Backspacing and offset are related to one another. You must know 2 variables in order to find the third, the 3 variables being Width, Offset and Backspacing.


Backspacing
- (Width/2) = Offset
Example: We have an 8" wide rim with 5" of backspacing. Divide 8" by 2 gives us 4". Using the formula, 5" minus 4" equals 1" of positive offset, or 25.4mm of offset.

Offset + (Width/2) = Backspacing
Example: We have a 10" rim with -48mm of offset. Divide 10" by 2 gives us 5" Divide -48mm by 25.4mm/inch gives us -1.89" of offset. Using the formula, -1.89" offset plus 5" equals 3.11" of backspacing.

2(Backspacing - Offset) = Width
Example: We have a rim that has a backspacing of 4", and an offset of 12mm. 12mm divided by 25.4mm/inch gives us roughly 0.5". 4" minus 0.5" equals 3.5". Multiply that by 2 equals 7" The rim is 7" wide.


Backspacing
Backspacing is the distance from the wheel’s rear mounting surface (hub) to the edge of the rim. The best way to measure backspacing is to place a straight edge across the rims and measure to the mounting surface.

Offset

The offset of a wheel is the distance from its hub mounting surface to the centerline of the wheel. The offset can be one of three types.

* Zero Offset - The hub mounting surface is even with the centerline of the wheel.
* Negative Offset - The hub mounting surface is toward the front or wheel side of the wheel.

-=-=-=-=-

What to work on:
A: What is the best way to measure backspacing, according to the wheel offset text?
B: In the wheel offset text, repeat the passage from "2(Backspacing - Offset)" to "of three types." word for word.

[Records of labeled boxes]
-=-=-=-=-

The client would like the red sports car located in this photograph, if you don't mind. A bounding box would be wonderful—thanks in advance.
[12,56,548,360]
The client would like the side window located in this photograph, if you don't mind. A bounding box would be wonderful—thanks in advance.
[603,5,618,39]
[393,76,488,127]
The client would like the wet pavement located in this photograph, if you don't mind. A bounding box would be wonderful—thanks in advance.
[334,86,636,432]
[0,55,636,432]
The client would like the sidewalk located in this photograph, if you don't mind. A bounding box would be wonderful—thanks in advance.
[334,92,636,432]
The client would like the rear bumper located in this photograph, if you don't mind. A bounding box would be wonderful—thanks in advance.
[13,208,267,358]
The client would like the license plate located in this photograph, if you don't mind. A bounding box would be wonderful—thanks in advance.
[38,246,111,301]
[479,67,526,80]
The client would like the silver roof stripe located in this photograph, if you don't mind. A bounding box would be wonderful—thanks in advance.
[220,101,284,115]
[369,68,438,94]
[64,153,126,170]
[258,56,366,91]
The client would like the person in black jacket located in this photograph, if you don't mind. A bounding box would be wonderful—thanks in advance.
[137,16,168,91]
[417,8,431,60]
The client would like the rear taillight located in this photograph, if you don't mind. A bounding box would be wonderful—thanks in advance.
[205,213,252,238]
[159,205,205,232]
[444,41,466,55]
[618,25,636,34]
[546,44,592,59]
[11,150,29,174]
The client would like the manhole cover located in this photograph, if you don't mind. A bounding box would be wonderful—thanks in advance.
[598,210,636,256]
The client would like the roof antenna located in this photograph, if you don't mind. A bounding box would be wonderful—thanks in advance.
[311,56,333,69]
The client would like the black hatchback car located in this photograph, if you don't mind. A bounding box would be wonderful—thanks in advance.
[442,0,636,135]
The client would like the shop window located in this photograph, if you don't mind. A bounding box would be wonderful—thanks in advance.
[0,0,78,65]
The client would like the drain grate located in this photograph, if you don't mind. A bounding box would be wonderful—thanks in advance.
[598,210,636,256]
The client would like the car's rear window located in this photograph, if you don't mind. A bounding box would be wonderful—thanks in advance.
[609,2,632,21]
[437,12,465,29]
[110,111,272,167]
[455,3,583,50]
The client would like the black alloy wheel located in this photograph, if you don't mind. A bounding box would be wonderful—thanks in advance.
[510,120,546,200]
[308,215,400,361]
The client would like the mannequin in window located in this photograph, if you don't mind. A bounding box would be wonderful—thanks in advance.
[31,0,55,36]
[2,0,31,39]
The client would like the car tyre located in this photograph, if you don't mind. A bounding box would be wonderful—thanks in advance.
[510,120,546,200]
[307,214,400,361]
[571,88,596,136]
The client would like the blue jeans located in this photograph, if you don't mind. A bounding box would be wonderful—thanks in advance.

-=-=-=-=-

Expected responses:
A: Place a straight edge across the rims and measure to the mounting surface.

B:
2(Backspacing - Offset) = Width
Example: We have a rim that has a backspacing of 4", and an offset of 12mm. 12mm divided by 25.4mm/inch gives us roughly 0.5". 4" minus 0.5" equals 3.5". Multiply that by 2 equals 7" The rim is 7" wide.


Backspacing
Backspacing is the distance from the wheel’s rear mounting surface (hub) to the edge of the rim. The best way to measure backspacing is to place a straight edge across the rims and measure to the mounting surface.

Offset

The offset of a wheel is the distance from its hub mounting surface to the centerline of the wheel. The offset can be one of three types.